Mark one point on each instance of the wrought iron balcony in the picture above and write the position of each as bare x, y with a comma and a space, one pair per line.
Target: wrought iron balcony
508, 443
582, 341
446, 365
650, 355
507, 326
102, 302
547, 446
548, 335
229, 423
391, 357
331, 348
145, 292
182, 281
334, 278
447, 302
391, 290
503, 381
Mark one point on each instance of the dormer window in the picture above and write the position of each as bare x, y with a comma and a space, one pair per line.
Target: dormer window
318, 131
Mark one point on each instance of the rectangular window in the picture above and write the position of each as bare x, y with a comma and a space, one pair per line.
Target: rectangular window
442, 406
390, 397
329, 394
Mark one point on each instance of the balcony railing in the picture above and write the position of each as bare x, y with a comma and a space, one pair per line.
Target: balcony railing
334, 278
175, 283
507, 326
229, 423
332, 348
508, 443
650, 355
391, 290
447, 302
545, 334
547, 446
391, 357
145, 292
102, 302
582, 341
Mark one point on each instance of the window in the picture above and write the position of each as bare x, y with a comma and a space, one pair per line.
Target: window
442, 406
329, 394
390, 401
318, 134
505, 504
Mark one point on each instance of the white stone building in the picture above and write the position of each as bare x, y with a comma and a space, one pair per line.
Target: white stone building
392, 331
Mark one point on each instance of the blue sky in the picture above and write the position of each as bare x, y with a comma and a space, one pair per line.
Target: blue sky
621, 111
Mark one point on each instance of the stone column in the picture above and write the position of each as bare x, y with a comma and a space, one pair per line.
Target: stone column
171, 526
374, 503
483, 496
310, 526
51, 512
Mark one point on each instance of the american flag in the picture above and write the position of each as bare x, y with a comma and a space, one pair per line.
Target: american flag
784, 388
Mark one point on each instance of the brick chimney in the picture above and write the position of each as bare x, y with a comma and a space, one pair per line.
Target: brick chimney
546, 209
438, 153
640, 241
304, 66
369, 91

◇ ◇ ◇ ◇ ◇

**Task requirements**
Update the material above by changing every "point" to "dot" and leaving everything else as it is. Write out all of the material again with that change.

**Exercise solution**
Mark one dot on each instance of the wrought iron balcony in the picture above and write the position of each as bare x, y with a comma and a space, one pair per line.
Target: wrought iron balcony
508, 443
582, 341
446, 365
650, 355
507, 326
102, 302
547, 446
548, 335
229, 423
391, 357
331, 348
145, 292
182, 281
334, 278
447, 302
391, 290
503, 381
Mark one dot on each instance of the dormer window in the picture above and write the position of each as bare x, y with a comma and a space, one pair per line.
Target: dormer window
318, 131
Mark one dot on each instance of the rectangular window in the picture above and write the position of each as bare x, y with a comma and a space, one pair per line.
Target: rectangular window
442, 406
390, 397
329, 394
Mark one dot on each instance of the balcony railing in the picture above and write the position of each as bare x, y with a comma and a space, one pair per line.
Target: balcony railing
334, 278
175, 283
507, 326
229, 423
332, 348
508, 443
650, 355
391, 290
447, 302
545, 334
547, 446
391, 357
145, 292
102, 302
582, 341
Mark one dot on each instance of the window in the picture above and write the position of each as bare x, y with a comma and a space, one pair per line.
Target: window
442, 406
329, 394
390, 401
318, 134
505, 504
Mark one dot on each instance of the white stone building in the picture above and write the position of each as bare x, y with a comma and a space, one pair per line.
Target: white stone building
392, 331
Mark one dot on each instance of the blue sky in the picture above and write the position of each as bare x, y with a comma and a space, one pair per line.
Target: blue sky
621, 111
Mark one dot on each instance of the stone column in the picture above and write the position of each as bare x, y with a comma and a space, one pair per line.
Target: stone column
171, 526
374, 503
483, 496
310, 526
51, 512
Mark one dot on each instance of the american flag in the picture above and write the position of each as bare x, y with a comma and a space, one pair per line.
Target: american flag
784, 388
Mark one dot on each instance of the brick chimney in the picture above and write the position of each as bare x, y with a comma and a space, one pair per line.
Target: brick chimney
546, 209
438, 153
640, 241
304, 66
369, 91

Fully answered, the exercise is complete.